WHAT YOU WILL DO: Quote every line as written. Omit pictures.
——————
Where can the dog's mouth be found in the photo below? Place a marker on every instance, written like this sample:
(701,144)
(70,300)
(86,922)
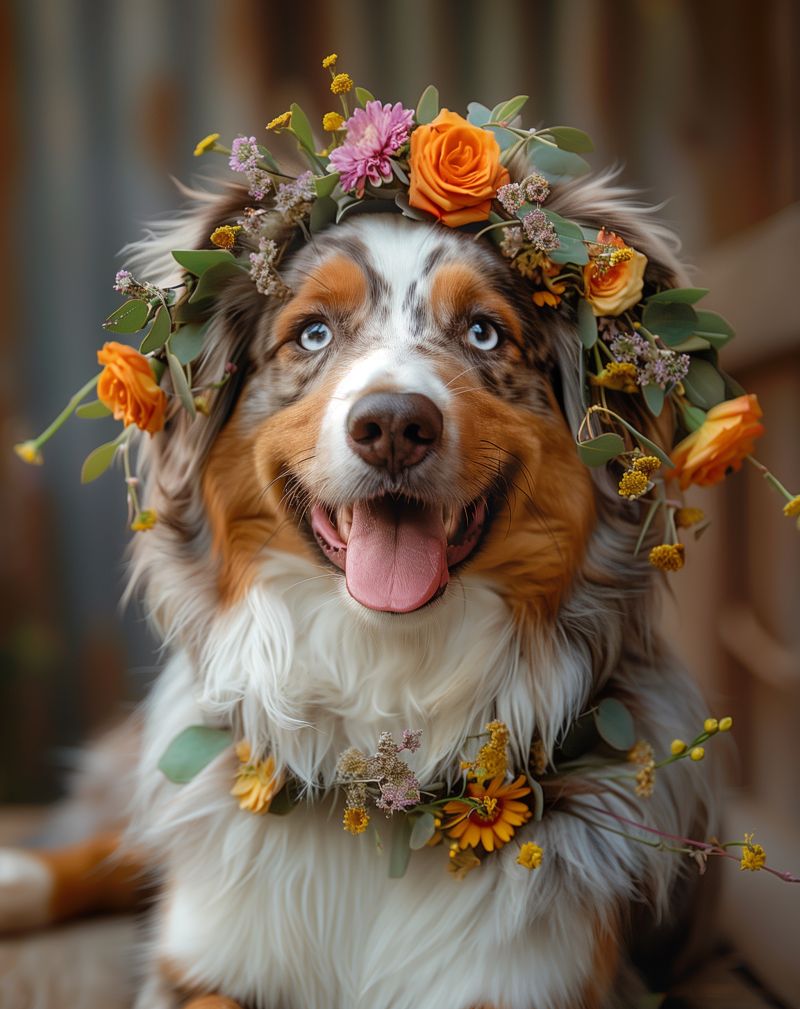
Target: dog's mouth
(397,553)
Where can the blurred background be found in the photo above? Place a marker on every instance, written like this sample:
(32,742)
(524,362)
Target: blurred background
(102,102)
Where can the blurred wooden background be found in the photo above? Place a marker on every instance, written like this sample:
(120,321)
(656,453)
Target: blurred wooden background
(101,102)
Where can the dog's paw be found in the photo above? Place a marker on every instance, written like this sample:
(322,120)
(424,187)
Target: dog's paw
(25,889)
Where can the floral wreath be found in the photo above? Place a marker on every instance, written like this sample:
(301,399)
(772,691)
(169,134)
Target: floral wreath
(434,164)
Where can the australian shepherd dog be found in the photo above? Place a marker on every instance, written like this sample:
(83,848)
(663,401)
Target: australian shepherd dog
(383,525)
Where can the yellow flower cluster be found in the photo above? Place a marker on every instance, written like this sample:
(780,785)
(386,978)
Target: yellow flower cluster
(225,236)
(491,759)
(144,521)
(667,556)
(341,84)
(355,819)
(279,122)
(256,783)
(530,856)
(332,121)
(754,857)
(206,144)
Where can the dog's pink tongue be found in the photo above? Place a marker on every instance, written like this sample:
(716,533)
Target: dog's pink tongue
(396,555)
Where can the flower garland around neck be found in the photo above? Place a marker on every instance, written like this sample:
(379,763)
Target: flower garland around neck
(597,758)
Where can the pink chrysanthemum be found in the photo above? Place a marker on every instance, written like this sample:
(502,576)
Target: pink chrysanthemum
(373,133)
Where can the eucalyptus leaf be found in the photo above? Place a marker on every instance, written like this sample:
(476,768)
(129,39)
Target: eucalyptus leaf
(302,127)
(98,461)
(569,138)
(128,318)
(363,96)
(158,333)
(187,342)
(197,261)
(714,328)
(654,398)
(555,164)
(428,106)
(587,324)
(597,451)
(674,322)
(193,750)
(180,383)
(693,417)
(704,385)
(614,723)
(424,828)
(215,278)
(478,114)
(401,849)
(325,185)
(323,213)
(505,111)
(687,296)
(93,411)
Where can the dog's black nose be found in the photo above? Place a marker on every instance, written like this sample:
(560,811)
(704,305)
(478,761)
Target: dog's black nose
(393,430)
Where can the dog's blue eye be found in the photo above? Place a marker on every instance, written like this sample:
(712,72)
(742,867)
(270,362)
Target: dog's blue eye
(483,335)
(315,336)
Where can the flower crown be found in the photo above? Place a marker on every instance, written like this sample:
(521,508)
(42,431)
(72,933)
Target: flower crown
(433,164)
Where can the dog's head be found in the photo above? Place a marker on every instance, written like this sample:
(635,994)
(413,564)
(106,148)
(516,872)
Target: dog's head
(404,417)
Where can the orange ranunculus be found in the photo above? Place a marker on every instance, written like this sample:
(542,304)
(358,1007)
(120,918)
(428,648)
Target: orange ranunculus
——————
CORRECT RESPONSE:
Where can the dog's mouth be found in the photo below? Place a marker on every instance, written like this sample:
(701,144)
(70,300)
(86,922)
Target: dog's mouth
(397,553)
Where can the blurred background be found in the photo above? Place a marker on every instance, written like this sample:
(32,742)
(524,362)
Target: blurred background
(102,102)
Where can the blurred wooden background be found in the photo above? Place a marker on every instance, written like this sample:
(120,321)
(656,453)
Target: blurred wooden background
(101,102)
Where can the dog's paw be found in the photo above? Place a marker on every instance, written like this sample:
(322,120)
(424,187)
Target: dog's paw
(25,889)
Where can the floral wreath be found in the photo above? Place a marker on every instance, written like this sample:
(301,399)
(772,691)
(169,134)
Target: floral wreath
(434,164)
Where can the australian shepherd dog be found in the photo above? Place a marker on every instance, written like this sample:
(83,848)
(663,401)
Target: australian shepherd dog
(383,525)
Where can the yellow flower cluster be found in the photo above? Place a marker on every instance, written like this sample:
(780,785)
(386,978)
Target: yellow flower cluster
(225,236)
(491,759)
(144,521)
(667,556)
(341,84)
(355,819)
(279,122)
(256,783)
(530,856)
(332,121)
(754,857)
(206,144)
Where can the dog's pink tongue be found in the photo above? Place a marker on every instance, written like this sample:
(716,533)
Target: dog's pink tongue
(396,555)
Where can the flower garland around neck be found in the photo above? Place a marker on every instance, written like this sample:
(379,763)
Target: flower garland around neck
(597,758)
Where can the pink chrysanthemum be found in the photo above? Place a marker on every instance, written like this sample:
(502,576)
Target: pink chrysanthemum
(373,133)
Where can the eucalyptus leaf be found in the photo above? Place a marker on every instance, written like this sample:
(476,768)
(129,39)
Target: eucalyptus leaf
(302,127)
(98,461)
(569,138)
(128,318)
(363,96)
(158,333)
(187,342)
(197,261)
(714,328)
(654,398)
(555,164)
(428,106)
(587,324)
(597,451)
(674,322)
(193,750)
(180,383)
(693,417)
(704,385)
(614,723)
(424,828)
(215,278)
(478,114)
(401,849)
(325,185)
(323,213)
(505,111)
(687,296)
(93,411)
Where can the dog's black nose be found in the photo above? Place a marker on every instance, written like this sample:
(560,811)
(704,305)
(478,761)
Target: dog's black nose
(393,430)
Where can the dog's blue eye be found in the photo above? Place a marker on every instance, written like this sample:
(712,72)
(742,867)
(270,362)
Target: dog's blue eye
(483,335)
(315,336)
Where can the flower crown be found in the photo above? Place a marker on every instance, written like this sample:
(521,508)
(42,431)
(72,933)
Target: flower crown
(433,164)
Where can the dog's head be found in the photo above? Place a marker on every instance, written like this sample:
(635,994)
(413,564)
(106,148)
(516,872)
Target: dog's head
(404,417)
Where can the orange ranunculus be found in the photo above? Place a marker on every instance, written like this sample:
(542,304)
(358,1007)
(120,918)
(428,648)
Target: orange ranunculus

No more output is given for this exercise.